_AUSZUG_

Zu viert in den Urlaub gefahren
Es war im Mai 2016, als der erste Anruf kam. Die Schmids hatten das Seminar für Pflegeeltern absolviert, als ihnen ein Geschwisterpaar, anderthalb und drei Jahre alt, anvertraut wurde. „Im August sind wir dann mit vier Kindern in den Urlaub gefahren“, erinnert sich Thomas Schmid. In den ersten Wochen würden sich die Kinder stark anpassen. „Erst danach öffnen sie sich“, sagt Petra Schmid, die zunächst noch gearbeitet hatte, sich dann aber für die Betreuung der Pflegekinder entschieden hat: „Ich sage den Kindern immer: Wenn du sprechen willst, ich bin da.“
Die Schicksale der Pflegekinder, die vom Jugendamt aus prekären Situationen in den Ursprungsfamilien geholt werden, kennen die Pflegeeltern nur zum Teil. Thomas Schmid sagt, dass er im Detail auch gar nicht wissen möchte, was die Kinder mitgemacht haben. „Wenn sie bei uns gelandet sind, ist es für mich ein Kind, um das wir uns kümmern“, sagt er und weiter: „Das ist wie ein Auftrag an uns.“ Aber wenn Kinder das Essen herunterschlingen aus Angst, nicht genug zu bekommen, erstaunt danach fragen, ob sie nicht geschlagen werden oder ob es keine Spinnen im Haus gibt, bekommen die Schmids einen Eindruck davon, was sie erlebt haben.
Den meisten Pflegekindern fehle im Alltag die Struktur – das gemeinsame Essen, das Spielen, das Lernen für die Schule, das Familienleben jenseits von Handy und Spielekonsole. Zunächst gehe es darum, dass das Kind bei den Schmids zur Ruhe kommen kann. Je nach Alter gehen die Kinder dort zur Schule oder in den Kindergarten. Wobei die Schmids kritisieren, dass es nicht leicht sei, einen Kitaplatz zu bekommen. Hier wäre es schön, wenn die Kommunen Plätze für solche Fälle vorhalten würden.

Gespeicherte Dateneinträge
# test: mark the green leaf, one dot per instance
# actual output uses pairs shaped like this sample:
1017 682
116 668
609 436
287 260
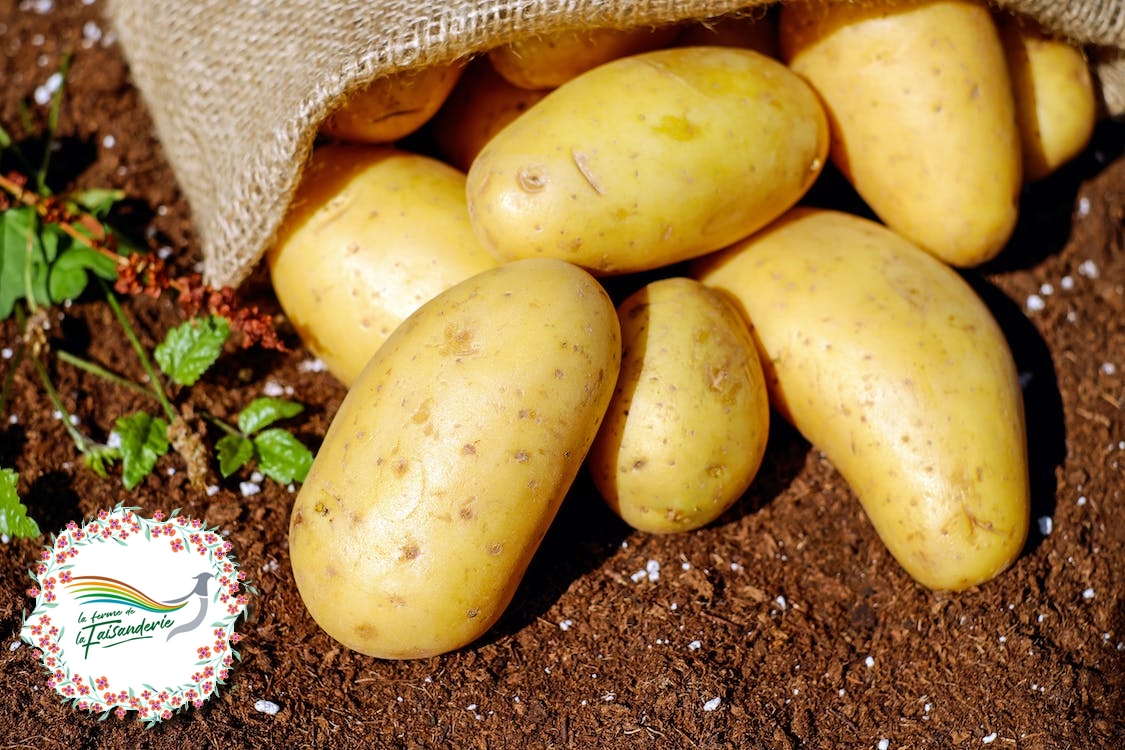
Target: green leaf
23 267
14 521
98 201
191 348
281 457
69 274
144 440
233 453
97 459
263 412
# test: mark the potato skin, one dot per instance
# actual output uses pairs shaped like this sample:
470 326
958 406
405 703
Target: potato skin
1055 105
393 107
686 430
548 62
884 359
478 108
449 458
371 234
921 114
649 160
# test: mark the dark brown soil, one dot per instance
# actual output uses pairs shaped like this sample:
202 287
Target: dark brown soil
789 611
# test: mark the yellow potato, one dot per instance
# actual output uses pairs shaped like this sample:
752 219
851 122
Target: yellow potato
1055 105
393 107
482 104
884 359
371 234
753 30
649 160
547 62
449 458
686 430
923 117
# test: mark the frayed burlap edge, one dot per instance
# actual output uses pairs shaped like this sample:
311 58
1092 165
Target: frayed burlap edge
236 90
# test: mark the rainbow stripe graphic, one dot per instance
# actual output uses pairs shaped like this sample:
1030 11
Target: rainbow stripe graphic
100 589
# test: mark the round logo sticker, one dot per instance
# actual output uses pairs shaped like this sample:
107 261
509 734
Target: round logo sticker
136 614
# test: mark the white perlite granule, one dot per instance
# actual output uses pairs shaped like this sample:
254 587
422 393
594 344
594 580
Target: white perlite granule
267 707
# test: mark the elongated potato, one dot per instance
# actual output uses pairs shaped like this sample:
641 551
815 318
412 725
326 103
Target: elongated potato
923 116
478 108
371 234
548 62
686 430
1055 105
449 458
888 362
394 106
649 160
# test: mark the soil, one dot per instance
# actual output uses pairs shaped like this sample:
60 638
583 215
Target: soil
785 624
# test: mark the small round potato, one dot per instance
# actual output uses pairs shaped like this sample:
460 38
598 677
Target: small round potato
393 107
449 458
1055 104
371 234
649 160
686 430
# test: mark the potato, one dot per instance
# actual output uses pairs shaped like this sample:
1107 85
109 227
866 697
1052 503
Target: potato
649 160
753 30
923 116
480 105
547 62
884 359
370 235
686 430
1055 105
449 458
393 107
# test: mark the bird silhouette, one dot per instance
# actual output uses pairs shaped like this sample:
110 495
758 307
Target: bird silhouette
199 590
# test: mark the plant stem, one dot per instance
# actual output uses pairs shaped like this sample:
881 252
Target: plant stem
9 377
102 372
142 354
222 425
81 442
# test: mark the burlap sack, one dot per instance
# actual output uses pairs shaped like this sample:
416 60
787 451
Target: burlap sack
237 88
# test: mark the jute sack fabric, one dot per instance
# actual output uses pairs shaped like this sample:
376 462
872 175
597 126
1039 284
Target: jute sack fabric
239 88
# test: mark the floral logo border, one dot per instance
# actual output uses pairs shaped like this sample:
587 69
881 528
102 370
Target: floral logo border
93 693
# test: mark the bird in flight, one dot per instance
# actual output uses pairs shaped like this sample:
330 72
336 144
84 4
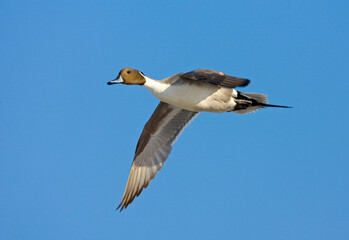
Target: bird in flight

_AUFGABE_
Wie alt waren laut dem Auszug die beiden Geschwister, die den Schmids nach dem ersten Anruf anvertraut wurden?

_ANTWORTFELD_
Sie waren anderthalb und drei Jahre alt.